» The task
The data is to be reproduced in full and without error.
[Dataset — start]
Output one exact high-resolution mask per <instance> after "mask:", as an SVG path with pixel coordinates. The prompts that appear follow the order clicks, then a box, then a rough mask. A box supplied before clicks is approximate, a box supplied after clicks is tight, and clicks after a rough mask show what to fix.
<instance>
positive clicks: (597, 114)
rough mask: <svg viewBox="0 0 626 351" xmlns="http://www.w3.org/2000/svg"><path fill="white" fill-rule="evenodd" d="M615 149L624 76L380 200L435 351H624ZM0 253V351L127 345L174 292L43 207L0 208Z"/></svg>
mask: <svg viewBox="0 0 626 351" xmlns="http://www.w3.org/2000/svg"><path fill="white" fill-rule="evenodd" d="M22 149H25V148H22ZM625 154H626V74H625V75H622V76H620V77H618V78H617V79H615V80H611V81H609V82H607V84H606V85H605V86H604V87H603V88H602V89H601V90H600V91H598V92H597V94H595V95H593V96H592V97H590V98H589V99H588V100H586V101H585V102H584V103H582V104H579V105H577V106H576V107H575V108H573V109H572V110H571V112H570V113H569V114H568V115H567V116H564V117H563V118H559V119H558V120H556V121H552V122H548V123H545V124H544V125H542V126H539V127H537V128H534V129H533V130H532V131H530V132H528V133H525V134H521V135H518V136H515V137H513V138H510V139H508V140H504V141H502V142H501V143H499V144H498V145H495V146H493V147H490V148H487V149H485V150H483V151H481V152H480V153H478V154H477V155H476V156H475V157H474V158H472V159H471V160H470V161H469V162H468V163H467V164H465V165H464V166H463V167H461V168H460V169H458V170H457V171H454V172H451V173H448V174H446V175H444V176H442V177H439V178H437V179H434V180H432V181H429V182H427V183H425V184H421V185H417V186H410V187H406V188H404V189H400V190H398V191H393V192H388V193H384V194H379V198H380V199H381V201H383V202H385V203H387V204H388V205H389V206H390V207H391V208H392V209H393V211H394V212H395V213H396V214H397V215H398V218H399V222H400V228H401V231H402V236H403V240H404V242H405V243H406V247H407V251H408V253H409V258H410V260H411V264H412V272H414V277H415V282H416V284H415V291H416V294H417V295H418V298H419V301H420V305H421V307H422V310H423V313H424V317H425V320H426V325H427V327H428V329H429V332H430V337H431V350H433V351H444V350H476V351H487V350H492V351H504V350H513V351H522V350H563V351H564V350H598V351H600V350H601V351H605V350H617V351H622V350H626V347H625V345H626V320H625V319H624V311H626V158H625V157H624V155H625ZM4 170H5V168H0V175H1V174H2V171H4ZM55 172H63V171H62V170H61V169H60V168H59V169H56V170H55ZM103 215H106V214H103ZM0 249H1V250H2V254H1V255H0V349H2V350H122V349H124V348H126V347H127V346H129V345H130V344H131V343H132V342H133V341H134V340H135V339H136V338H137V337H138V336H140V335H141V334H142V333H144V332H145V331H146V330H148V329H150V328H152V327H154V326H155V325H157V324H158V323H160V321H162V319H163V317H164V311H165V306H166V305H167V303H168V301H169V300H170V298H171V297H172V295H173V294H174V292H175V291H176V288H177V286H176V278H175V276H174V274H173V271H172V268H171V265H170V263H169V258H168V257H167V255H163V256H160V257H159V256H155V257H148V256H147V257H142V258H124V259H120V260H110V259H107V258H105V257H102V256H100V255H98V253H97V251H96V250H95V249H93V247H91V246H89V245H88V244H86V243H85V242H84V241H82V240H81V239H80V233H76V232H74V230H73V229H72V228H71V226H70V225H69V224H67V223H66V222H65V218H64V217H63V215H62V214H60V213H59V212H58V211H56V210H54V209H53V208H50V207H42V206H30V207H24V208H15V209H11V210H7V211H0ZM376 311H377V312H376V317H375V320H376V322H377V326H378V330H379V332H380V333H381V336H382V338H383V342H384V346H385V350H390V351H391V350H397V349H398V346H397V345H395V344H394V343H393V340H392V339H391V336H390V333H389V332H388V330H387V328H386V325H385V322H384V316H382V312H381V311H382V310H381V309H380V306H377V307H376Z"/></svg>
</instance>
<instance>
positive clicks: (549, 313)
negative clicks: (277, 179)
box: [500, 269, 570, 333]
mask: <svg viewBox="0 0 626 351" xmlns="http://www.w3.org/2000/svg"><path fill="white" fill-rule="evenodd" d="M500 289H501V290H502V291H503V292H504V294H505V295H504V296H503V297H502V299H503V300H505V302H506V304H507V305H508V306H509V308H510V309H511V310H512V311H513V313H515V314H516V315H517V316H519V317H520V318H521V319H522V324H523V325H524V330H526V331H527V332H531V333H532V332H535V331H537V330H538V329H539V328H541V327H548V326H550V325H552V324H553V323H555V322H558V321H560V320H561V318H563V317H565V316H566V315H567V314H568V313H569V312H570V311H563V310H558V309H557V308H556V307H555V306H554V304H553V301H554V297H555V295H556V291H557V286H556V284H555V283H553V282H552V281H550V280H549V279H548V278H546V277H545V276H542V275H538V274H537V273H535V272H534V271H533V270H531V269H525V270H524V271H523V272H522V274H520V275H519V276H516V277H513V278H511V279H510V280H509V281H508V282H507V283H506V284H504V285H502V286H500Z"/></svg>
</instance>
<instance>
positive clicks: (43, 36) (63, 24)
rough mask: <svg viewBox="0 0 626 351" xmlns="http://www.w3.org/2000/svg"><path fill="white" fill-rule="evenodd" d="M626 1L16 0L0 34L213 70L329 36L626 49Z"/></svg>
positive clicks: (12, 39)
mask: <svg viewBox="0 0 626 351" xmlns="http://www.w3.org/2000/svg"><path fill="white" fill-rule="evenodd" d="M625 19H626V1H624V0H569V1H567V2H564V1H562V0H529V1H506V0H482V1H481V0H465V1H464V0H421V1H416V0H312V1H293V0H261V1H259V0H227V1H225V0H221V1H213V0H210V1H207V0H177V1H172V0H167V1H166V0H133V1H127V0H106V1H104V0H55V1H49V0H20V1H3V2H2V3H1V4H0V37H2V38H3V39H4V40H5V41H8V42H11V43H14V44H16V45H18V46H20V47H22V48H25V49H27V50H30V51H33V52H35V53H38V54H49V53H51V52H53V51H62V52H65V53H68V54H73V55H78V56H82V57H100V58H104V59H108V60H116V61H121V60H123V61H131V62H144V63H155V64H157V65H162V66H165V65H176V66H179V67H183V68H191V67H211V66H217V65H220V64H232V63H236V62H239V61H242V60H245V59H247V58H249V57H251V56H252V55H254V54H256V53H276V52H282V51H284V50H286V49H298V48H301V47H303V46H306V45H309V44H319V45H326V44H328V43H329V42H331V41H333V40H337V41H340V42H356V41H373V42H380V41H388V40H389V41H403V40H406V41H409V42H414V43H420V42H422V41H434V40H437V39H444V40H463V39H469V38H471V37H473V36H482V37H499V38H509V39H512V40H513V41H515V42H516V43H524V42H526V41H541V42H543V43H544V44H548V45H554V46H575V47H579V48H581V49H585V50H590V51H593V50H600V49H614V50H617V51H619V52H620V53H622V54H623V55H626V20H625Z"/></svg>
[Dataset — finish]
» Output below
Output one exact high-resolution mask per <instance> after "mask:", as an SVG path with pixel coordinates. The prompts that appear follow the order clicks, then a box, then a rough mask. A box supplied before clicks is approximate, a box supplied after clicks is tight, and clicks after a rough mask show what to fix.
<instance>
positive clicks: (597, 114)
rough mask: <svg viewBox="0 0 626 351" xmlns="http://www.w3.org/2000/svg"><path fill="white" fill-rule="evenodd" d="M615 149L624 76L380 200L435 351H624ZM0 253V351L127 345L174 292L43 207L0 208Z"/></svg>
mask: <svg viewBox="0 0 626 351" xmlns="http://www.w3.org/2000/svg"><path fill="white" fill-rule="evenodd" d="M22 149H25V148H22ZM625 154H626V74H625V75H622V76H620V77H618V78H617V79H615V80H611V81H609V82H607V84H606V85H605V86H604V87H603V88H602V89H601V90H600V91H598V92H597V94H595V95H593V96H592V97H590V98H589V99H588V100H586V101H585V102H584V103H582V104H579V105H577V106H576V107H575V108H573V109H572V110H571V112H570V113H569V114H568V115H567V116H564V117H563V118H559V119H558V120H556V121H552V122H548V123H545V124H544V125H542V126H539V127H537V128H534V129H533V130H532V131H530V132H528V133H525V134H521V135H518V136H515V137H513V138H510V139H508V140H504V141H502V142H501V143H499V144H498V145H495V146H493V147H490V148H487V149H485V150H483V151H481V152H480V153H478V154H477V155H476V156H475V157H474V158H472V159H471V160H470V161H469V162H468V163H467V164H465V165H464V166H463V167H461V168H460V169H458V170H457V171H454V172H451V173H448V174H446V175H444V176H442V177H439V178H437V179H434V180H432V181H429V182H427V183H425V184H421V185H417V186H410V187H406V188H404V189H400V190H398V191H393V192H388V193H384V194H379V198H380V199H381V201H383V202H385V203H387V204H388V205H389V206H390V207H391V208H392V209H393V211H394V212H395V213H396V214H397V215H398V218H399V222H400V228H401V231H402V236H403V240H404V242H405V243H406V247H407V251H408V253H409V258H410V260H411V264H412V272H414V277H415V282H416V284H415V291H416V294H417V295H418V298H419V301H420V305H421V307H422V310H423V313H424V317H425V320H426V325H427V327H428V329H429V332H430V337H431V350H433V351H444V350H476V351H487V350H492V351H504V350H513V351H522V350H563V351H564V350H598V351H600V350H601V351H605V350H617V351H622V350H626V347H625V345H626V320H625V319H624V311H626V158H625V157H624V155H625ZM4 170H5V168H0V175H1V174H2V171H4ZM55 172H63V171H62V170H61V169H60V168H59V169H56V170H55ZM103 215H106V214H103ZM0 249H1V250H2V254H1V255H0V349H2V350H122V349H124V348H126V347H127V346H129V345H130V344H131V343H132V342H133V341H134V340H135V339H136V338H137V337H138V336H140V335H141V334H142V333H144V332H145V331H146V330H148V329H150V328H152V327H154V326H155V325H157V324H158V323H160V321H162V319H163V317H164V311H165V306H166V305H167V303H168V301H169V300H170V298H171V297H172V295H173V294H174V292H175V291H176V288H177V286H176V278H175V276H174V274H173V271H172V268H171V265H170V263H169V258H168V257H167V255H163V256H160V257H159V256H155V257H148V256H147V257H142V258H124V259H120V260H110V259H107V258H105V257H102V256H100V255H98V253H97V251H96V250H95V249H93V247H91V246H89V245H88V244H86V243H85V242H84V241H82V240H81V239H80V233H76V232H74V230H73V229H72V228H71V226H70V225H69V224H67V223H66V222H65V218H64V217H63V215H62V214H60V213H59V212H58V211H56V210H54V209H53V208H50V207H42V206H30V207H24V208H15V209H11V210H7V211H0ZM376 311H377V312H376V317H375V320H376V322H377V326H378V330H379V332H380V333H381V336H382V338H383V342H384V346H385V350H390V351H391V350H397V349H398V346H397V345H395V344H394V343H393V340H392V339H391V336H390V333H389V332H388V330H387V328H386V325H385V322H384V316H382V312H381V311H382V310H381V309H380V306H377V307H376Z"/></svg>
</instance>
<instance>
positive clicks: (549, 313)
negative clicks: (277, 179)
box: [500, 269, 570, 333]
mask: <svg viewBox="0 0 626 351" xmlns="http://www.w3.org/2000/svg"><path fill="white" fill-rule="evenodd" d="M500 289H501V290H502V291H503V292H504V294H505V295H504V296H503V297H502V299H503V300H505V302H506V304H507V305H508V306H509V308H510V309H511V310H512V311H513V313H515V314H516V315H517V316H519V317H520V318H521V319H522V324H523V325H524V330H526V331H527V332H531V333H532V332H535V331H537V330H538V329H539V328H541V327H548V326H550V325H552V324H553V323H555V322H558V321H560V320H561V318H563V317H565V316H566V315H567V314H568V313H569V312H570V311H563V310H558V309H557V308H556V307H555V306H554V304H553V301H554V297H555V295H556V291H557V286H556V284H555V283H553V282H552V281H550V280H549V279H548V278H546V277H545V276H542V275H538V274H537V273H535V272H534V271H533V270H531V269H525V270H524V271H523V272H522V274H520V275H519V276H516V277H513V278H511V279H510V280H509V281H508V282H507V283H506V284H504V285H502V286H500Z"/></svg>
</instance>
<instance>
positive clicks: (43, 36) (63, 24)
rough mask: <svg viewBox="0 0 626 351" xmlns="http://www.w3.org/2000/svg"><path fill="white" fill-rule="evenodd" d="M626 1L16 0L0 34L213 70L329 36L626 49Z"/></svg>
positive clicks: (12, 39)
mask: <svg viewBox="0 0 626 351" xmlns="http://www.w3.org/2000/svg"><path fill="white" fill-rule="evenodd" d="M625 19H626V1H624V0H569V1H567V2H564V1H562V0H529V1H506V0H482V1H481V0H465V1H464V0H421V1H416V0H312V1H293V0H261V1H259V0H227V1H225V0H221V1H213V0H210V1H207V0H177V1H172V0H167V1H166V0H133V1H127V0H106V1H104V0H55V1H49V0H20V1H3V2H2V3H1V4H0V37H2V38H3V39H4V40H5V41H8V42H11V43H14V44H16V45H18V46H20V47H22V48H25V49H27V50H30V51H33V52H35V53H38V54H49V53H51V52H53V51H62V52H65V53H68V54H73V55H78V56H82V57H100V58H104V59H108V60H116V61H121V60H123V61H131V62H144V63H155V64H157V65H162V66H165V65H176V66H179V67H183V68H191V67H211V66H217V65H220V64H232V63H236V62H239V61H242V60H245V59H247V58H249V57H251V56H252V55H254V54H256V53H276V52H282V51H284V50H286V49H298V48H301V47H303V46H306V45H309V44H319V45H326V44H328V43H329V42H331V41H333V40H337V41H340V42H356V41H373V42H380V41H388V40H389V41H403V40H406V41H409V42H414V43H420V42H422V41H434V40H437V39H444V40H463V39H469V38H471V37H473V36H482V37H499V38H509V39H512V40H513V41H515V42H516V43H524V42H526V41H541V42H543V43H544V44H548V45H554V46H575V47H579V48H581V49H585V50H590V51H593V50H600V49H614V50H617V51H619V52H620V53H622V54H623V55H626V20H625Z"/></svg>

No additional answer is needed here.